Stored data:
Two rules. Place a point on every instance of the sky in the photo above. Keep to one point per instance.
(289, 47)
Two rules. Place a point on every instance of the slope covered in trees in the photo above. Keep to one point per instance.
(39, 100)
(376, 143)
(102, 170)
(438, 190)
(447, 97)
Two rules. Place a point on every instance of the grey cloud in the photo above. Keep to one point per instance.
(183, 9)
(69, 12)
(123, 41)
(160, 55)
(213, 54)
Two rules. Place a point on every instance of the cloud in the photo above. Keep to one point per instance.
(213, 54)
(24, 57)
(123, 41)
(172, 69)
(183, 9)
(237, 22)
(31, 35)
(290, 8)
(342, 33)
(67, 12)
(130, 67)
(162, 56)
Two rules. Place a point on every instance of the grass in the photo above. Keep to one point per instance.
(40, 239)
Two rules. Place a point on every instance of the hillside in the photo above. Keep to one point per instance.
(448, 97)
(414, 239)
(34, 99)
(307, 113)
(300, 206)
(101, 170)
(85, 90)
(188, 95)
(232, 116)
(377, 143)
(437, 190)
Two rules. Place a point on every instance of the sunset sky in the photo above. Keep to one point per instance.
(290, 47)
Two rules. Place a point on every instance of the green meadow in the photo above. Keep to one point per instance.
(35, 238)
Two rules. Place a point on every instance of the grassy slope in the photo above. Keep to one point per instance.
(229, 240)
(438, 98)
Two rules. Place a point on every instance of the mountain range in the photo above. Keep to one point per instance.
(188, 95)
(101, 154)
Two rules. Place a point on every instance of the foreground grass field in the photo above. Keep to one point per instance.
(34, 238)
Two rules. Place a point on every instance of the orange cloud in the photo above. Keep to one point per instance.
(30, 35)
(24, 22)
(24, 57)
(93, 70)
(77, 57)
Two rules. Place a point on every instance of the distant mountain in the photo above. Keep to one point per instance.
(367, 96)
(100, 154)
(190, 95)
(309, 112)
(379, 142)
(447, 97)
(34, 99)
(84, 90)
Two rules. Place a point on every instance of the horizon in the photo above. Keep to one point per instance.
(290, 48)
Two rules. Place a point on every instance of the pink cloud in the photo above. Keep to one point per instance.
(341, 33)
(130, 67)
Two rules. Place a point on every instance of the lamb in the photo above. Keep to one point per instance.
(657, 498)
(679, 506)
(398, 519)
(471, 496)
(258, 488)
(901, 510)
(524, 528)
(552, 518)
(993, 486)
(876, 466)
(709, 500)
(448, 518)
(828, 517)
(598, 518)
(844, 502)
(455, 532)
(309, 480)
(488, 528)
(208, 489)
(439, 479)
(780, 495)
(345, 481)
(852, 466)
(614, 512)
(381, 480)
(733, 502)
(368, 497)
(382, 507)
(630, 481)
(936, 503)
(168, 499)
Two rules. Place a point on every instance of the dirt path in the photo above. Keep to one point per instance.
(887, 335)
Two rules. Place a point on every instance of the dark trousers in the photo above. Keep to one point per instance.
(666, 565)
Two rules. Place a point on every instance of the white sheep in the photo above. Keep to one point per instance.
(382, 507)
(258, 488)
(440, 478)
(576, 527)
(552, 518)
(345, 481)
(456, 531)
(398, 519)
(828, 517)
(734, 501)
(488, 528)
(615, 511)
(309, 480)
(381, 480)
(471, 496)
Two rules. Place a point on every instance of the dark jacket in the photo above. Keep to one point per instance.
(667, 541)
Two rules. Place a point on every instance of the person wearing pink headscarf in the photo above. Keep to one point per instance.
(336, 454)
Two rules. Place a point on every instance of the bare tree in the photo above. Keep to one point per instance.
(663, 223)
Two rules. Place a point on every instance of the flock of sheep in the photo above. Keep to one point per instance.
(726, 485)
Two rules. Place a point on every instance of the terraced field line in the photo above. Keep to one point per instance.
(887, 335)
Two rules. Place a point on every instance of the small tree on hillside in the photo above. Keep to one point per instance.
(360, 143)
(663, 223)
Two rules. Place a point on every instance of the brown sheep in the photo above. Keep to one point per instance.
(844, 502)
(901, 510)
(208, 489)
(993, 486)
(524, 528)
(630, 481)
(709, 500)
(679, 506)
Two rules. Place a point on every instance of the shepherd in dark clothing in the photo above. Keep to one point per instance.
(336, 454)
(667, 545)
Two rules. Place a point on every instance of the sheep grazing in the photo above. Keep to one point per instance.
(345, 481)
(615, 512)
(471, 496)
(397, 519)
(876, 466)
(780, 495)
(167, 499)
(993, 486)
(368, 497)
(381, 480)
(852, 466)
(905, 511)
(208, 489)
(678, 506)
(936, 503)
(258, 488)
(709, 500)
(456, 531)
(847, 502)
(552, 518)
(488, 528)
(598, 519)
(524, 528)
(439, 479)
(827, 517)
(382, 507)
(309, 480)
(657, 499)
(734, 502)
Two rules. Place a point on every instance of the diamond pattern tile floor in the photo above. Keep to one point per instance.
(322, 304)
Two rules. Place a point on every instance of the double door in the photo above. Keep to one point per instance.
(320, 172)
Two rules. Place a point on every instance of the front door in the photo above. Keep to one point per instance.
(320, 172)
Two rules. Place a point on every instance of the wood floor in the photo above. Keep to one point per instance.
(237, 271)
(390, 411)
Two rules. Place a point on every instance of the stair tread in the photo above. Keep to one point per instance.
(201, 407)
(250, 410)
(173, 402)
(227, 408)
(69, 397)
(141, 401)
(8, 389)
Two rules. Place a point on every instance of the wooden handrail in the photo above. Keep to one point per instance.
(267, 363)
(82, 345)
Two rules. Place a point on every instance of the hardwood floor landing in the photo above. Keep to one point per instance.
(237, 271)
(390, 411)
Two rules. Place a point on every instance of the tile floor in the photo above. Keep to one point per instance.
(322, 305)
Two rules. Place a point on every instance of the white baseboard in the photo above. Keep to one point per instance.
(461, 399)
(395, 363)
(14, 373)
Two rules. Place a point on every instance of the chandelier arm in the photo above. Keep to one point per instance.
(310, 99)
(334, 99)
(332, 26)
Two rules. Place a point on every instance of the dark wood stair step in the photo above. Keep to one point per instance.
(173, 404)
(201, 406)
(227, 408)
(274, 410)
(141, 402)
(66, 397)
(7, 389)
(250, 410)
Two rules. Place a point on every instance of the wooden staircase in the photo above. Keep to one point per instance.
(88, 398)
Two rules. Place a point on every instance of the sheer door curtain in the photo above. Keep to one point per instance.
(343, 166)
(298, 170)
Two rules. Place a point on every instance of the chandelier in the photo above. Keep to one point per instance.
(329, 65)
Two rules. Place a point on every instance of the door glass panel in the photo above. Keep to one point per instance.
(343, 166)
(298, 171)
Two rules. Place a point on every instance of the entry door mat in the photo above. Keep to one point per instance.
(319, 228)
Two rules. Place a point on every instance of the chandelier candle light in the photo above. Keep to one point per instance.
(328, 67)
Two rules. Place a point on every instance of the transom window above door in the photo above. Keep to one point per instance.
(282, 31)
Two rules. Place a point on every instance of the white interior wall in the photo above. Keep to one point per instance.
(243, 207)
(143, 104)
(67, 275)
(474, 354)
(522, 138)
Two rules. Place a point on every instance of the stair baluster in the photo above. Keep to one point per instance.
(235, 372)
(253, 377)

## What needs to be done
Would you please transcribe the records above in full and exactly?

## Result of the task
Two rules. Place a point on every instance of the sky in the photo above. Keep to one point per instance.
(289, 47)
Two rules. Place a point on every instance of the slope covered in trees in the photo above. Keep to one point per instance.
(39, 100)
(376, 143)
(102, 170)
(438, 190)
(447, 97)
Two rules. Place a point on every instance of the grey cloud in the photo above. Keep to one point per instance.
(183, 9)
(69, 12)
(123, 41)
(160, 55)
(213, 54)
Two rules. Place a point on every instance of the cloud in the photo above. Keep to one point per instance.
(213, 54)
(24, 57)
(123, 41)
(172, 69)
(183, 9)
(237, 22)
(31, 35)
(290, 8)
(342, 33)
(67, 12)
(130, 67)
(162, 56)
Two rules. Place a point on every instance of the grass in the photo above. Keep to one point per instance.
(40, 239)
Two rules. Place a point on every instance of the hillside in the photo above. Keep to one point per instance.
(448, 97)
(414, 239)
(34, 99)
(307, 113)
(300, 206)
(101, 170)
(85, 90)
(188, 95)
(232, 116)
(377, 143)
(437, 190)
Two rules. Place a point on every instance of the sunset sky in the photo above. Keep to one point per instance.
(290, 47)
Two rules. Place a point on every instance of the green meadow in the photo above. Keep to one point per instance.
(35, 238)
Two rules. Place a point on every instance of the grassy slope in the photo above. Keep to one point per instance.
(229, 240)
(438, 98)
Two rules. Place a point on every instance of the mountain range in the photo above. Keep to one point per instance.
(188, 95)
(101, 154)
Two rules. Place a point on every instance of the foreground grass field in the photo above. Keep to one point per instance.
(34, 238)
Two rules. Place a point on every instance of the orange cloud in the photo above. Keep to one point per instance.
(30, 35)
(24, 22)
(24, 57)
(93, 70)
(77, 57)
Two rules. Place a point on every instance of the distant mountain in the photo above. Keep to one point per instance.
(367, 96)
(100, 154)
(190, 95)
(309, 112)
(379, 142)
(447, 97)
(34, 99)
(84, 90)
Two rules. Place a point on every instance of the horizon in the photo above. Keep to one point per instance.
(290, 48)
Two rules. Place a point on every instance of the pink cloud in the photo above. Keep to one point per instance.
(341, 33)
(130, 67)
Two rules. Place a point on every instance of the lamb in the photo above. Keep to one point per instance.
(657, 498)
(679, 506)
(398, 519)
(471, 496)
(258, 488)
(901, 510)
(524, 528)
(552, 518)
(993, 486)
(876, 466)
(709, 500)
(448, 518)
(828, 517)
(598, 518)
(844, 502)
(455, 532)
(309, 480)
(488, 528)
(208, 489)
(439, 479)
(780, 495)
(345, 481)
(852, 466)
(614, 512)
(381, 480)
(733, 502)
(368, 497)
(382, 507)
(630, 481)
(936, 503)
(168, 499)
Two rules. Place a point on every instance of the dirt path in the photo above. Keep to one point per instance.
(887, 335)
Two rules. Place a point on every instance of the dark trousers in the photo above. Keep to one point per instance.
(666, 565)
Two rules. Place a point on every instance of the white sheep in the photo above. Keep to one point per instance.
(382, 507)
(258, 488)
(440, 478)
(576, 527)
(552, 518)
(345, 481)
(456, 531)
(398, 519)
(828, 517)
(734, 501)
(488, 528)
(615, 511)
(309, 480)
(381, 480)
(471, 496)
Two rules. Place a point on every instance of the dark jacket in the photo above. Keep to one point per instance.
(667, 541)
Two rules. Place a point on every instance of the person wearing pink headscarf in the photo above. Keep to one point per instance.
(336, 454)
Two rules. Place a point on every instance of the bare tree in the photo above. Keep to one point per instance.
(663, 223)
Two rules. Place a point on every instance of the flock of sheep in the photo above. Keep to one point per instance.
(726, 485)
Two rules. Place a point on every instance of the terraced field line in the photo above. Keep to one point per instance.
(887, 335)
Two rules. Place a point on every instance of the small tree on hillside in the photo above. Keep to one point per instance.
(360, 143)
(663, 223)
Two rules. Place a point on every instance of the brown sheep in the photo above. Keep to one point per instance.
(844, 502)
(901, 510)
(208, 489)
(993, 486)
(524, 528)
(630, 481)
(709, 500)
(679, 506)
Two rules. Place a point on every instance of the shepherd in dark clothing in the photo above. Keep to one point per instance.
(336, 454)
(667, 545)
Two rules. Place a point on every instance of the sheep grazing in the photo above. Keep to one point per instance.
(345, 481)
(615, 512)
(471, 496)
(397, 519)
(876, 466)
(780, 495)
(167, 499)
(993, 486)
(368, 497)
(381, 480)
(852, 466)
(905, 511)
(208, 489)
(678, 506)
(936, 503)
(258, 488)
(709, 500)
(456, 531)
(847, 502)
(552, 518)
(488, 528)
(598, 519)
(524, 528)
(439, 479)
(827, 517)
(382, 507)
(309, 480)
(657, 499)
(734, 502)
Two rules. Place a point on every instance of the diamond pattern tile floor in the photo above. Keep to one point per instance.
(322, 304)
Two rules. Place a point on every instance of the double door in the photo above. Keep to one point per instance.
(320, 172)
Two rules. Place a point on every instance of the front door in the photo above. Keep to one point per instance.
(320, 172)
Two rules. Place a point on every instance of the wood floor in the photo above. Keep to one point per instance.
(237, 271)
(390, 411)
Two rules. Place a point on every instance of the stair tread in the photo above. Keep to one point per instance.
(201, 407)
(250, 410)
(173, 402)
(227, 408)
(69, 397)
(141, 401)
(8, 389)
Two rules. Place a point on every instance of the wooden handrail in the photo above. Keep to one point per instance.
(267, 363)
(82, 345)
Two rules. Place a point on every instance of the hardwood floor landing in the photo above. Keep to one point per instance.
(237, 271)
(390, 411)
Two rules. Place a point on every instance of the tile floor in the photo above. Keep to one point per instance.
(322, 305)
Two rules. Place a point on every instance of the white baseboard in the photo above. Keep to one point per instance.
(461, 399)
(395, 363)
(14, 373)
Two rules. Place a point on every instance of the chandelier arm in the photo above. Keep to one point per instance.
(310, 99)
(334, 99)
(332, 26)
Two rules. Place a point on every instance of the dark wood stair step in the photo above. Keep to one point per instance.
(173, 404)
(201, 406)
(227, 408)
(274, 410)
(141, 402)
(66, 397)
(7, 389)
(250, 410)
Two rules. Place a point on every instance of the wooden staircase in the photo above. Keep to one point per instance.
(88, 398)
Two rules. Place a point on every instance of the sheer door curtain in the photo above. Keep to one point per instance.
(343, 166)
(298, 170)
Two rules. Place a point on every instance of the chandelier in the photo above. Keep to one point per instance.
(329, 65)
Two rules. Place a point on every instance of the door glass panel in the photo above. Keep to one point per instance.
(343, 166)
(298, 171)
Two rules. Place a point on every instance of the entry door mat in the photo above. Keep to one point per instance.
(319, 228)
Two rules. Place a point on every instance of the chandelier candle light in the photo above. Keep to one point per instance.
(328, 67)
Two rules. Place a point on every instance of the transom window above door in the photo above. Keep to one point per instance.
(282, 31)
Two rules. Place a point on every instance of the white interior wall in the photo above. Keep to one point per instance.
(243, 207)
(143, 104)
(67, 275)
(474, 354)
(522, 138)
Two rules. Place a point on every instance of the stair baluster in the photo above. Keep to one point per instance.
(235, 372)
(253, 377)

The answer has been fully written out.